Let’s start with five minutes in your bed, then you can come in with me/us for the rest of the night. Then, when that feels okay enough, let’s try ten minutes. Then we’ll keep taking braver steps from there. I know you can do this, love. I know you can.’ 

You are still in control, but you’ve ‘got there first’ to make things feel safer. This will reduce their need to take the lead and behave in ways that are geared to take control (to make things feel safer), but which are exhausting for everyone.

If the reconnection with you is in their hands, they are more likely to relax because they won’t be worrying about when or if you’re coming back. This will slowly rework the association so their room, their bed, and bedtime start to feel calm – because they know they are about to be with you.

As your child feels okay with a level, work towards the separation being longer before coming in with you. If they are unwilling to move to the next stage, try this,

‘Okay, I can see it feels too big to go from 10 minutes to 20 minutes, so what would feel brave? What can you do that was more than last night?’

After a few nights (or weeks) move to a bigger separation but don’t go back to the level they have been on. Once the separation gets to, perhaps 20 minutes or 30 minutes, it’s likely that your young one will fall asleep on their own. This might take weeks or months, and that’s okay. 

If there is a middle of the night waking, let them come in with you but in the morning celebrate that they were able to fall asleep in their own bed. They will probably then say, ‘Yep. But there’s no way I’m staying by myself for the whole night tonight.’ That’s okay. On the next night, stay at the same separation time as the night before, but don’t go backwards from there. Your child might fall asleep for the night, or might not – but they are getting closer to spending the night in their bed. Look for progress towards the goal, rather than the goal itself. One thing is for certain. They aren’t going to be wanting to spend every night in your bed when they are fifteen – but you won’t need to wait until then.

3.  With you, then away, then back again.

Do your usual bedtime routine – story, cuddle – then let them know you will return in five minutes. When this feels okay, step up to ten minutes then work up from there.

------------------------------------------------------------

- [Activities]:
1. In the text on helping a child sleep in their own bed, what should a parent do in the morning after the child wakes in the night and comes in with them?
2. Carry on the bedtime advice text from where it stops.

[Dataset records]
------------------------------------------------------------

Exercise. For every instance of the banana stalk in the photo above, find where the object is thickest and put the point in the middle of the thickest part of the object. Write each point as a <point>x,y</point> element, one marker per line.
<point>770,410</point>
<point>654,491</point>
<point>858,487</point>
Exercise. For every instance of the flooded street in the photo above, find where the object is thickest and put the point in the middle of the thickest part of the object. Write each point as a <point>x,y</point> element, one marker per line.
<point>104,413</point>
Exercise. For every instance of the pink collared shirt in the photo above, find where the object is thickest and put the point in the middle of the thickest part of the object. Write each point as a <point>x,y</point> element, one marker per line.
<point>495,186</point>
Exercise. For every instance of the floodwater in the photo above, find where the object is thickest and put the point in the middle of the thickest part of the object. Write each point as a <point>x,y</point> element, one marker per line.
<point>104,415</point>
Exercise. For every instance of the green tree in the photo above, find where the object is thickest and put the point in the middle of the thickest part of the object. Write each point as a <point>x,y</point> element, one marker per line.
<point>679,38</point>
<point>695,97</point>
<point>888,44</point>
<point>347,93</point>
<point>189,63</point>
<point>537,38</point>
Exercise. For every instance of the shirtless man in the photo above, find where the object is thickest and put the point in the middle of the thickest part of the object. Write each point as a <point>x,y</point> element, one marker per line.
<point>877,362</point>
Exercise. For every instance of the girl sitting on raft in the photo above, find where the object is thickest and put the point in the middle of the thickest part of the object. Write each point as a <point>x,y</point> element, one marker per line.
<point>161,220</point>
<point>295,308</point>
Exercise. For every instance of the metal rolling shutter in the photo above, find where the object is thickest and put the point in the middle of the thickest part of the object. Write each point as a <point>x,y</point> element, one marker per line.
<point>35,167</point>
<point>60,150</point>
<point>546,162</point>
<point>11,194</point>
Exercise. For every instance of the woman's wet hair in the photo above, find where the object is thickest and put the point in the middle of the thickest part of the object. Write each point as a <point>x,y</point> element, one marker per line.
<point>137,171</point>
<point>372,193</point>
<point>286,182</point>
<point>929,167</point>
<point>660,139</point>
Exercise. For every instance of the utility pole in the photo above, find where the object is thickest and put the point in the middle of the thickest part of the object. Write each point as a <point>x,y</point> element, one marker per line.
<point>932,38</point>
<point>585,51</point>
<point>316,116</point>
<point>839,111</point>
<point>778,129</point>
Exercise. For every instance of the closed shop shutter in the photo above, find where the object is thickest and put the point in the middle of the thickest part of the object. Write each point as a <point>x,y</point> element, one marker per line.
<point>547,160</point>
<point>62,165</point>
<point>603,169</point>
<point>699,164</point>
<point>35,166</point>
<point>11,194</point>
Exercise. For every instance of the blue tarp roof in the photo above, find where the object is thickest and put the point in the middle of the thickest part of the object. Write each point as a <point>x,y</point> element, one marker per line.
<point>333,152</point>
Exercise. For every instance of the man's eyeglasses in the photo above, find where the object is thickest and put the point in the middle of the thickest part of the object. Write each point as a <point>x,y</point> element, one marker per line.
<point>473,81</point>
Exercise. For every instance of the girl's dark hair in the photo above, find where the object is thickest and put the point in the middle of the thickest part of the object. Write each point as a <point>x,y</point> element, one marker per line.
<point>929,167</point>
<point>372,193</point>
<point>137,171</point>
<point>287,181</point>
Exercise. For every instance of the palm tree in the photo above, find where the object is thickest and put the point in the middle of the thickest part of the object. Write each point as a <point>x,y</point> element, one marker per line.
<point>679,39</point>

------------------------------------------------------------

- [Results in order]:
1. Celebrate that the child was able to fall asleep in their own bed.

2.
This will work beautifully with some kids, but if your child is really anxious, and if they have already been spending a lot of nights in your bed, they might not be able to rest for fear you might not come back. This is where the previous strategy (reworking the association) can be more effective. 

4.  And if bad dreams are causing trouble …

If your child is worried about bad dreams, talk about the dreams they would like to have. Dreams and nightmares come from our own thoughts, feelings, and memories, so we have the capacity to influence them. Harvard researchers have found that the content of a dream can be changed by talking about that dream just before bedtime. Spend about ten minutes before bedtime talking about a story you and your child might dream about. The brain dreams in pictures, so talk a lot about the images – colours, size, what’s around. You might want to use the same story every night, tweaking or adding as you go along. The more you talk about it, the more vivid it will be, and the easier they can call on it when they need to.

And finally …

For children to thrive, the foundations need to be strong. Sleep is a vital part of this. When their world feels fragile, anxiety will often stir trouble at bedtime. This can be exhausting for everyone. It can bring the most loving parents to our knees. We need sleep as much as our children do, and if there are nights when it all gets too much, that’s okay. It won’t break them.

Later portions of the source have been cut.